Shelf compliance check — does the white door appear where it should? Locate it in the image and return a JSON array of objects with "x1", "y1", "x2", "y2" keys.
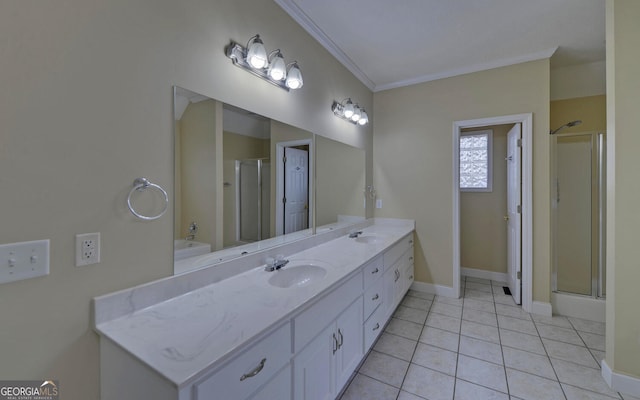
[
  {"x1": 507, "y1": 124, "x2": 522, "y2": 304},
  {"x1": 283, "y1": 147, "x2": 309, "y2": 233}
]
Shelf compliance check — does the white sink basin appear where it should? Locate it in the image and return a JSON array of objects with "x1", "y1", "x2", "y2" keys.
[
  {"x1": 355, "y1": 233, "x2": 386, "y2": 244},
  {"x1": 269, "y1": 263, "x2": 327, "y2": 288}
]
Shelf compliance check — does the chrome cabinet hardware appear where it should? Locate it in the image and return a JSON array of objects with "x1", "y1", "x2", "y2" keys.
[{"x1": 240, "y1": 358, "x2": 267, "y2": 381}]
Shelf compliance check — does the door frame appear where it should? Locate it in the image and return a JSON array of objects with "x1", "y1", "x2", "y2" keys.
[
  {"x1": 452, "y1": 113, "x2": 533, "y2": 312},
  {"x1": 274, "y1": 139, "x2": 315, "y2": 236}
]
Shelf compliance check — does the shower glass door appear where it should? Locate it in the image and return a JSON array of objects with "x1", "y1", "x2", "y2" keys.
[{"x1": 554, "y1": 133, "x2": 604, "y2": 297}]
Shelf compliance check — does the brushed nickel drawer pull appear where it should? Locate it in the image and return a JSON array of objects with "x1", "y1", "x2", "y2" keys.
[{"x1": 240, "y1": 358, "x2": 267, "y2": 381}]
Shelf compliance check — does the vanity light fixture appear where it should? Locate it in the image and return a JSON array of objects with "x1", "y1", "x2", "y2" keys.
[
  {"x1": 331, "y1": 99, "x2": 369, "y2": 125},
  {"x1": 226, "y1": 35, "x2": 304, "y2": 91}
]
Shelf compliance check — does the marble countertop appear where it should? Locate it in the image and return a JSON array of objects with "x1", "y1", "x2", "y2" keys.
[{"x1": 94, "y1": 220, "x2": 414, "y2": 387}]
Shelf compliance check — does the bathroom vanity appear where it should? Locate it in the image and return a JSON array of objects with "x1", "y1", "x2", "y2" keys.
[{"x1": 94, "y1": 219, "x2": 414, "y2": 400}]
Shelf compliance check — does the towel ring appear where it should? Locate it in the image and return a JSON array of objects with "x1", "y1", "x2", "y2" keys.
[{"x1": 127, "y1": 178, "x2": 169, "y2": 221}]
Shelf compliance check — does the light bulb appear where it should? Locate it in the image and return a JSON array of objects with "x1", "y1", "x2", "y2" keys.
[
  {"x1": 351, "y1": 106, "x2": 362, "y2": 122},
  {"x1": 358, "y1": 110, "x2": 369, "y2": 125},
  {"x1": 247, "y1": 35, "x2": 268, "y2": 69},
  {"x1": 269, "y1": 50, "x2": 287, "y2": 81},
  {"x1": 342, "y1": 99, "x2": 354, "y2": 118},
  {"x1": 285, "y1": 61, "x2": 304, "y2": 89}
]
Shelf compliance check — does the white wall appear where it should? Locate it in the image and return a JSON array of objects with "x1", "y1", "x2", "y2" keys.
[{"x1": 0, "y1": 0, "x2": 373, "y2": 400}]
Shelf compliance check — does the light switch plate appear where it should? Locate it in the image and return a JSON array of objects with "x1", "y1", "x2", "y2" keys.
[{"x1": 0, "y1": 239, "x2": 49, "y2": 283}]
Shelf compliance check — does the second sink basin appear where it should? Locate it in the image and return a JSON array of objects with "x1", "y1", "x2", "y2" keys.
[{"x1": 269, "y1": 261, "x2": 327, "y2": 288}]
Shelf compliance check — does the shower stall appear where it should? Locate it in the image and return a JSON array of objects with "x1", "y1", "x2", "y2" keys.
[
  {"x1": 551, "y1": 130, "x2": 606, "y2": 308},
  {"x1": 235, "y1": 158, "x2": 271, "y2": 244}
]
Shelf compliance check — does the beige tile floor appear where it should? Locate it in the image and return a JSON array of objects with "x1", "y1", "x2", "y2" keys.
[{"x1": 341, "y1": 278, "x2": 636, "y2": 400}]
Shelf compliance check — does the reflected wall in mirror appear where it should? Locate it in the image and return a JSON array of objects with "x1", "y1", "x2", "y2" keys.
[
  {"x1": 316, "y1": 135, "x2": 365, "y2": 232},
  {"x1": 174, "y1": 87, "x2": 314, "y2": 273}
]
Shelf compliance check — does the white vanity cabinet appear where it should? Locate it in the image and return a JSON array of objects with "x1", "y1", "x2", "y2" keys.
[
  {"x1": 383, "y1": 234, "x2": 414, "y2": 321},
  {"x1": 193, "y1": 323, "x2": 291, "y2": 400},
  {"x1": 94, "y1": 222, "x2": 414, "y2": 400},
  {"x1": 293, "y1": 273, "x2": 364, "y2": 400}
]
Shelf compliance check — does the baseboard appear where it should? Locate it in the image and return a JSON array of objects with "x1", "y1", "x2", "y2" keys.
[
  {"x1": 460, "y1": 268, "x2": 509, "y2": 283},
  {"x1": 601, "y1": 360, "x2": 640, "y2": 396},
  {"x1": 551, "y1": 293, "x2": 606, "y2": 322},
  {"x1": 531, "y1": 301, "x2": 553, "y2": 317},
  {"x1": 411, "y1": 281, "x2": 456, "y2": 297}
]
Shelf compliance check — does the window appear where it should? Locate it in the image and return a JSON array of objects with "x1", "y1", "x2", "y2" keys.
[{"x1": 460, "y1": 130, "x2": 493, "y2": 192}]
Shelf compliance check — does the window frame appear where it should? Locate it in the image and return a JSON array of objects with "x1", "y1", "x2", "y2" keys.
[{"x1": 458, "y1": 129, "x2": 493, "y2": 193}]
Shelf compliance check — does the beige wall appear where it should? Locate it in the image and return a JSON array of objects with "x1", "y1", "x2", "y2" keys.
[
  {"x1": 606, "y1": 0, "x2": 640, "y2": 378},
  {"x1": 176, "y1": 100, "x2": 220, "y2": 248},
  {"x1": 374, "y1": 60, "x2": 551, "y2": 302},
  {"x1": 550, "y1": 95, "x2": 607, "y2": 133},
  {"x1": 460, "y1": 125, "x2": 513, "y2": 274},
  {"x1": 316, "y1": 137, "x2": 365, "y2": 226},
  {"x1": 0, "y1": 0, "x2": 373, "y2": 400}
]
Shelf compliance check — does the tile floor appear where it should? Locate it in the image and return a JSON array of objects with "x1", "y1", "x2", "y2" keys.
[{"x1": 341, "y1": 277, "x2": 635, "y2": 400}]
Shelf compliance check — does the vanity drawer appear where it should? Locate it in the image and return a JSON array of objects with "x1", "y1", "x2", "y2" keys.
[
  {"x1": 364, "y1": 307, "x2": 386, "y2": 353},
  {"x1": 362, "y1": 257, "x2": 384, "y2": 289},
  {"x1": 364, "y1": 279, "x2": 384, "y2": 319},
  {"x1": 193, "y1": 322, "x2": 291, "y2": 399},
  {"x1": 293, "y1": 273, "x2": 362, "y2": 352},
  {"x1": 383, "y1": 233, "x2": 413, "y2": 271}
]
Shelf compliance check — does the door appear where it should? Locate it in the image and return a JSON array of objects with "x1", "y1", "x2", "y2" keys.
[
  {"x1": 283, "y1": 147, "x2": 309, "y2": 234},
  {"x1": 506, "y1": 124, "x2": 522, "y2": 304}
]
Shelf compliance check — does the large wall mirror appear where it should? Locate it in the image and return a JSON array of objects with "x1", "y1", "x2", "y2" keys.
[{"x1": 174, "y1": 87, "x2": 365, "y2": 274}]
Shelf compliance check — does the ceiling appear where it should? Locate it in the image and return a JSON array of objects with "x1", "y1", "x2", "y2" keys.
[{"x1": 275, "y1": 0, "x2": 605, "y2": 91}]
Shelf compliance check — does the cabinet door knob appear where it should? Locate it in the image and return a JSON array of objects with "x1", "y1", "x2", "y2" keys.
[{"x1": 240, "y1": 358, "x2": 267, "y2": 381}]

WORK TO COMPLETE:
Exactly reproduce the lines from the one containing "Shelf compliance check — does the window frame" through the end of the records, and only those lines.

ANSWER TO THE EXERCISE:
Shelf compliance check — does the window frame appear where it should? Locate it in the image and return a JSON array of objects with "x1", "y1", "x2", "y2" keys.
[{"x1": 458, "y1": 129, "x2": 493, "y2": 193}]
Shelf compliance check — does the beige wall appear where it should? Locate it in the image and return a JSON array of objects with "x1", "y1", "x2", "y2" keys.
[
  {"x1": 606, "y1": 0, "x2": 640, "y2": 378},
  {"x1": 176, "y1": 100, "x2": 220, "y2": 248},
  {"x1": 374, "y1": 60, "x2": 551, "y2": 302},
  {"x1": 550, "y1": 95, "x2": 607, "y2": 133},
  {"x1": 460, "y1": 125, "x2": 513, "y2": 274},
  {"x1": 316, "y1": 137, "x2": 365, "y2": 226},
  {"x1": 0, "y1": 0, "x2": 373, "y2": 400}
]
Shelf compliance check — does the tile floor appear where it should? Locate it in the image and return a JSON array of objects with "x1", "y1", "x2", "y2" keys.
[{"x1": 341, "y1": 277, "x2": 635, "y2": 400}]
Shelf compliance check — does the vanity drawer appear where it should? Locate it in the image and return a JSON array of objects with "x1", "y1", "x2", "y2" keys.
[
  {"x1": 364, "y1": 307, "x2": 386, "y2": 353},
  {"x1": 362, "y1": 257, "x2": 384, "y2": 289},
  {"x1": 364, "y1": 279, "x2": 384, "y2": 319},
  {"x1": 193, "y1": 322, "x2": 291, "y2": 399},
  {"x1": 293, "y1": 273, "x2": 362, "y2": 352},
  {"x1": 383, "y1": 233, "x2": 413, "y2": 271}
]
Shelf compliance check — does the door appear where it should? Locate it in the image and return a JSON array of objects with "x1", "y1", "x2", "y2" keys.
[
  {"x1": 283, "y1": 147, "x2": 309, "y2": 234},
  {"x1": 506, "y1": 124, "x2": 522, "y2": 304}
]
Shelf compliance check — does the large wall mirror appear where it should? Locate it in the image and return a JSON array of objects with "x1", "y1", "x2", "y2" keys.
[{"x1": 174, "y1": 87, "x2": 365, "y2": 274}]
Shelf compliance check — does the ceiling appear where it should? Locate it in the image and return a JSON array of objects with "x1", "y1", "x2", "y2" keys.
[{"x1": 275, "y1": 0, "x2": 605, "y2": 91}]
Shelf compliance check — does the cabinet door knob appear where it should? Locate it in the image and return a JSON array of objects with "x1", "y1", "x2", "y2" keys.
[{"x1": 240, "y1": 358, "x2": 267, "y2": 381}]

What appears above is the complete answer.